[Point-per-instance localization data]
:::::

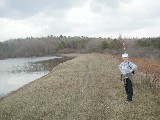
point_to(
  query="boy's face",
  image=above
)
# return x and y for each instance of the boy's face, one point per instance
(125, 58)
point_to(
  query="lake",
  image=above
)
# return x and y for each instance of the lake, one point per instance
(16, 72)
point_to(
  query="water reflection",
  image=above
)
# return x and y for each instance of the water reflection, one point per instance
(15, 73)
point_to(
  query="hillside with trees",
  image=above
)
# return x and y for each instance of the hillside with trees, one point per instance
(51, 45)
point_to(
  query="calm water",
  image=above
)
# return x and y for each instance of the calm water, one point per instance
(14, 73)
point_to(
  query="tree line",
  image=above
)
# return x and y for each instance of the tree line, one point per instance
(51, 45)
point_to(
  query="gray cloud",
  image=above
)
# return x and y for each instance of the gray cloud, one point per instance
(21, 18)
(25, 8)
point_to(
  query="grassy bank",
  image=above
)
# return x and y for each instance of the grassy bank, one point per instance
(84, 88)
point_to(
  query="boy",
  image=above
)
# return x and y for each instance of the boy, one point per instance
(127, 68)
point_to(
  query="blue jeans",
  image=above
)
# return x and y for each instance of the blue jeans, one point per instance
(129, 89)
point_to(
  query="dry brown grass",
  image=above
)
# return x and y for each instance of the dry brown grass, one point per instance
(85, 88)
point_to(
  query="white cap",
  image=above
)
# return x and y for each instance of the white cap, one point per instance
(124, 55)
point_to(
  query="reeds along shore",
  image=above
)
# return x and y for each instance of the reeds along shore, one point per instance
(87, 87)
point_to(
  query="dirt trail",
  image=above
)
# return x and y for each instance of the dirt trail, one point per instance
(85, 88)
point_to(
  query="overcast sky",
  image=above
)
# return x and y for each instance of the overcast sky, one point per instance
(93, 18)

:::::

▸ What the task asks
Copy every record above exactly, leaving out the pictures.

▸ Exercise result
point_to(
  query="boy's face",
  image=above
)
# return x and y for each instance of the boy's face, one point per instance
(125, 58)
point_to(
  query="lake",
  image=above
)
# return x and y for each instance of the lake, one point per instance
(16, 72)
point_to(
  query="water reflection",
  image=above
)
# return x and y for each instance of the water reflection, one point per instance
(15, 73)
point_to(
  query="hillside with trees",
  image=above
)
# return x and y for each instance of the hillside with trees, one point per instance
(51, 45)
point_to(
  query="calm water",
  image=above
)
# return x and y for each instance of the calm water, one point per instance
(14, 73)
point_to(
  query="tree line",
  image=above
)
# return x and y for each instance of the tree line, one point per instance
(51, 45)
point_to(
  query="gray cloud",
  image=above
)
# return x and y for each instance of the gray cloud, one point per instance
(21, 18)
(25, 8)
point_to(
  query="grassy bank",
  image=above
)
# return x and y for each instance of the grassy bank, one point per instance
(84, 88)
point_to(
  query="boy",
  image=above
)
# return x and y for each instance of the boy, one point per instance
(127, 68)
point_to(
  query="blue jeans",
  image=above
)
# return x and y for each instance of the blue jeans, one point per instance
(129, 89)
point_to(
  query="dry brown grass",
  image=above
)
# return x and y for each instance of the dry brown grass, one point per instance
(85, 88)
point_to(
  query="white cap",
  image=above
)
# return x and y for each instance of the white cap, one point per instance
(124, 55)
point_to(
  query="reeds along shore",
  image=above
)
# return x and y for each instance of the reeds along shore, one point per instance
(87, 87)
point_to(
  query="dirt trail",
  image=above
)
# return x and y for each instance of the dirt trail, one point per instance
(85, 88)
point_to(
  query="overcast sky",
  image=above
)
# return x and y for each instance of the overcast sky, one point per instance
(93, 18)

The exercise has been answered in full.